- **Aim**: Format the lines starting with the one containing "Dataset: internal_v3 | class: red and" and ending with the one containing "xmin=267 ymin=358 xmax=296 ymax=398" as a numbered list, leaving out blank lines.

Records from an annotation dataset
____
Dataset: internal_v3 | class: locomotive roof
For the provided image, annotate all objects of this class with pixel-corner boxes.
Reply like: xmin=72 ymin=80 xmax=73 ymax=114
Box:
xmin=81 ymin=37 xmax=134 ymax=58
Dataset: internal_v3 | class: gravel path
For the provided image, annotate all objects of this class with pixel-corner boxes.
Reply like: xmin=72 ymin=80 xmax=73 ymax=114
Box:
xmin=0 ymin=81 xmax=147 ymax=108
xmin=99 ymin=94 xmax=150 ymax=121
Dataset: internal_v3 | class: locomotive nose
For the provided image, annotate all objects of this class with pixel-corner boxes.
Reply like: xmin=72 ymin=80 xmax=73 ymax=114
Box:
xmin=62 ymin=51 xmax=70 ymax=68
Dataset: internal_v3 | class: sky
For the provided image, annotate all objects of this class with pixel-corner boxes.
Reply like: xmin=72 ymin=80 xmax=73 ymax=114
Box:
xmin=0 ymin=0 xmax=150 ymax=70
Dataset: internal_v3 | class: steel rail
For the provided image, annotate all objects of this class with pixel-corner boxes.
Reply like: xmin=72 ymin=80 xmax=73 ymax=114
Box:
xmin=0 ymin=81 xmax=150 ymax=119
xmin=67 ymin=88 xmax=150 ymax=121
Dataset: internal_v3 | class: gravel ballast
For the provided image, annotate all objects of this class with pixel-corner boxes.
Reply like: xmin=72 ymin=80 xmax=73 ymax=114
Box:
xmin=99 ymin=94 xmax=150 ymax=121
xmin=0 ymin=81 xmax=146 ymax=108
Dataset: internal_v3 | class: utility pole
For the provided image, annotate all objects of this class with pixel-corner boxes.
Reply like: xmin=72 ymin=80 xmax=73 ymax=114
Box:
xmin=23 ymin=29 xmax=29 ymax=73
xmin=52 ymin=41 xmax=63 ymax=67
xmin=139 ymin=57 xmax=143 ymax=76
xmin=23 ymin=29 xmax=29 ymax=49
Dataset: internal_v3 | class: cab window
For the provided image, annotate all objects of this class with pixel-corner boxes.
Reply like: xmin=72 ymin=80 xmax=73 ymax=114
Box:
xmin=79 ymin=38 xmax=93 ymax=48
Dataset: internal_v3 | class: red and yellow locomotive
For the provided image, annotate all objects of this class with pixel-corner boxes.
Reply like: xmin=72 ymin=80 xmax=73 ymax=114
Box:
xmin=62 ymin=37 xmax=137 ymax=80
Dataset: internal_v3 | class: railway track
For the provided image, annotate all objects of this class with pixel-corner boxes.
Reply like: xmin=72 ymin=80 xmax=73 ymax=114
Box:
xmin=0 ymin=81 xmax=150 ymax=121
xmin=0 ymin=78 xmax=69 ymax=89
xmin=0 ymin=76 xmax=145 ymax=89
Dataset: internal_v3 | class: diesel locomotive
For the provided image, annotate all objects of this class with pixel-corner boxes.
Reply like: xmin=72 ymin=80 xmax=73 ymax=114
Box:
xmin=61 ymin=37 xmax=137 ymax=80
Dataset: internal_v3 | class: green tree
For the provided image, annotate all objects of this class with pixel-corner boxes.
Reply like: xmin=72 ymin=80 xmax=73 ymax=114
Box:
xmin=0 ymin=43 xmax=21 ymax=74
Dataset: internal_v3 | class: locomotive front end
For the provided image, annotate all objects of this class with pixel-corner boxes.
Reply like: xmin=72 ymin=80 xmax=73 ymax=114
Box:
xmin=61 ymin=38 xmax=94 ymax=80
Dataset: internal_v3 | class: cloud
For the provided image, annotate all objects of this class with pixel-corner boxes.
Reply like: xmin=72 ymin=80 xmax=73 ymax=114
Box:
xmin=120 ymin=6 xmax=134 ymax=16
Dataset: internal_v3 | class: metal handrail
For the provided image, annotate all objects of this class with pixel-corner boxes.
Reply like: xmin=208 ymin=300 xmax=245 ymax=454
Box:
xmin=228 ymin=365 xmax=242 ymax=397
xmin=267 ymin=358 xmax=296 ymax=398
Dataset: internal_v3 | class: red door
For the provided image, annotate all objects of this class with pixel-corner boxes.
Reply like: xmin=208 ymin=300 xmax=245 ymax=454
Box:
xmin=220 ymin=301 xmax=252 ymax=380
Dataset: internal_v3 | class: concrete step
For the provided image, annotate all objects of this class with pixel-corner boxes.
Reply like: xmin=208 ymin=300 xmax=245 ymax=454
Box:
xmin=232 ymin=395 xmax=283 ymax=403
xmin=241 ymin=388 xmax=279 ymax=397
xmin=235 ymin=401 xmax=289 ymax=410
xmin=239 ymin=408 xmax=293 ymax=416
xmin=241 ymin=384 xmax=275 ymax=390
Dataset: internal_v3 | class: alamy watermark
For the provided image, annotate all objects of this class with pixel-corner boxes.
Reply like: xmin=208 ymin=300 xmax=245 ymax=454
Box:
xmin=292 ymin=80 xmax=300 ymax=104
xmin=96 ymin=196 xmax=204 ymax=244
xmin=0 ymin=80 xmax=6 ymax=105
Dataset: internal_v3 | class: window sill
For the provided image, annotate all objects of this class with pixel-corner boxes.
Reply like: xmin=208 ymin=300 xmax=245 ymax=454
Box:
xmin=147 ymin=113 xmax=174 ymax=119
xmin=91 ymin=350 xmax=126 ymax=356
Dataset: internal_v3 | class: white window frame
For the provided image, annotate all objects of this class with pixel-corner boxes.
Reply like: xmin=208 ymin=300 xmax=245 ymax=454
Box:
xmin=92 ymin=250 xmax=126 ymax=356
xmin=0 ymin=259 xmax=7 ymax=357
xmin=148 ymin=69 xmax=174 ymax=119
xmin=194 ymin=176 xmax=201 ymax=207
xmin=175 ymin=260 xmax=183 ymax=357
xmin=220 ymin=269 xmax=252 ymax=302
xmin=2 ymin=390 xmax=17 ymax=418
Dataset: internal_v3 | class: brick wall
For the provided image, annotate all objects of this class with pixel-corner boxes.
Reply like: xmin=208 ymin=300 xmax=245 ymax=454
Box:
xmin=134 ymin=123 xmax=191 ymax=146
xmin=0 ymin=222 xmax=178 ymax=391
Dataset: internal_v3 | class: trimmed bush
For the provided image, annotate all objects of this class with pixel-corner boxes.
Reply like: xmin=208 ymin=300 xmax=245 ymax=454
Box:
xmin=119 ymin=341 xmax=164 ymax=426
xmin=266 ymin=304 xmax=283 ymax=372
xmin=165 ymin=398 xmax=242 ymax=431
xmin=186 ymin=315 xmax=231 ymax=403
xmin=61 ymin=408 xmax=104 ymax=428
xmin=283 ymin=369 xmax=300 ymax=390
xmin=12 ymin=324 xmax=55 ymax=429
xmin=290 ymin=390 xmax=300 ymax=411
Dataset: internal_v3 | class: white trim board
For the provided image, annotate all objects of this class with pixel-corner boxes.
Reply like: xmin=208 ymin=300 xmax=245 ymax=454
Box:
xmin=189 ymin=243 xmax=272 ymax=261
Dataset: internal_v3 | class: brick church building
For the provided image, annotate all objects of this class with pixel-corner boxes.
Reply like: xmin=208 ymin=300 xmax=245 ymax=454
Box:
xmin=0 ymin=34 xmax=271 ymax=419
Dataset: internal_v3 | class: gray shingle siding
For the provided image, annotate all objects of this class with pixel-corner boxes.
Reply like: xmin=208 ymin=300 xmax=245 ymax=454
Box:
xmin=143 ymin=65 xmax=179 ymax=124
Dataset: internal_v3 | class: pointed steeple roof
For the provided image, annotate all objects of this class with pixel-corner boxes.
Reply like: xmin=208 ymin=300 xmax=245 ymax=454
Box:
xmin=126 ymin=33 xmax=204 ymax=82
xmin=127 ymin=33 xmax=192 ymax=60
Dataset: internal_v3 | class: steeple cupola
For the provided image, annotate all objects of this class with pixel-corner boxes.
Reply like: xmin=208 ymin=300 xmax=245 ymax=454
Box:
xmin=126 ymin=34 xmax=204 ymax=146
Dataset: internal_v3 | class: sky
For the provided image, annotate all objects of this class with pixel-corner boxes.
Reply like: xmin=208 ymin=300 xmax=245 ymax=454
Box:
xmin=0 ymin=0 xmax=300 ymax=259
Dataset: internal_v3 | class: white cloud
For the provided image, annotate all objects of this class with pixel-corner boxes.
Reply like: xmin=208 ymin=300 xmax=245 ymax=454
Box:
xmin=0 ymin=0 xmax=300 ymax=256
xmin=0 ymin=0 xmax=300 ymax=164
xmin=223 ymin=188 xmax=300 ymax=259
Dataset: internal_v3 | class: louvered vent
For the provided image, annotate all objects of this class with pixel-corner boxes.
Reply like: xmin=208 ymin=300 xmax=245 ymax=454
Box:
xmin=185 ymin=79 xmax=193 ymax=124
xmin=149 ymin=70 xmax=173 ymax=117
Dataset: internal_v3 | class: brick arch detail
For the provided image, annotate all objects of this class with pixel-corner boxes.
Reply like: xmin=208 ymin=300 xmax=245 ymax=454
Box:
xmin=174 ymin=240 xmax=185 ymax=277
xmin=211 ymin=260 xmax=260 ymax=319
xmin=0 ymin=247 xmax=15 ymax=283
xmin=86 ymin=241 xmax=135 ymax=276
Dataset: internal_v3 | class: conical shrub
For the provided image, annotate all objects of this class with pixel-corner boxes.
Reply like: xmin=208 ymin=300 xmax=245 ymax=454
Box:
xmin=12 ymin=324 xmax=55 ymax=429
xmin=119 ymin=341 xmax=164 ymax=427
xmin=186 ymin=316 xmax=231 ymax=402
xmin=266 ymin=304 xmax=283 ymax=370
____
- **Result below**:
1. Dataset: internal_v3 | class: red and yellow locomotive
2. For the provided image, annotate all objects of this class with pixel-corner boxes.
3. Reply like: xmin=72 ymin=80 xmax=73 ymax=114
4. Box:
5. xmin=62 ymin=37 xmax=137 ymax=80
6. Dataset: internal_v3 | class: railway track
7. For the provided image, annotate all objects of this class with pixel-corner boxes.
8. Reply like: xmin=72 ymin=80 xmax=73 ymax=114
9. Box:
10. xmin=0 ymin=81 xmax=150 ymax=121
11. xmin=0 ymin=78 xmax=69 ymax=89
12. xmin=0 ymin=76 xmax=145 ymax=89
13. Dataset: internal_v3 | class: diesel locomotive
14. For the provided image, annotate all objects of this class with pixel-corner boxes.
15. Reply like: xmin=72 ymin=80 xmax=73 ymax=114
16. Box:
17. xmin=61 ymin=37 xmax=137 ymax=80
18. Dataset: internal_v3 | class: green tree
19. For the provided image, annotate all objects of this class with pixel-corner boxes.
20. Reply like: xmin=72 ymin=80 xmax=73 ymax=114
21. Box:
22. xmin=0 ymin=43 xmax=21 ymax=74
23. Dataset: internal_v3 | class: locomotive front end
24. For the provided image, annotate all objects of this class with pixel-corner boxes.
25. Reply like: xmin=72 ymin=80 xmax=73 ymax=114
26. Box:
27. xmin=61 ymin=38 xmax=94 ymax=80
28. Dataset: internal_v3 | class: cloud
29. For the provided image, annotate all objects of this class with pixel-corner boxes.
30. Reply like: xmin=72 ymin=80 xmax=73 ymax=114
31. Box:
32. xmin=120 ymin=6 xmax=134 ymax=16
33. Dataset: internal_v3 | class: metal handrail
34. For the provided image, annotate all objects of this class with pixel-corner boxes.
35. Reply like: xmin=208 ymin=300 xmax=245 ymax=454
36. Box:
37. xmin=228 ymin=365 xmax=242 ymax=397
38. xmin=267 ymin=358 xmax=296 ymax=398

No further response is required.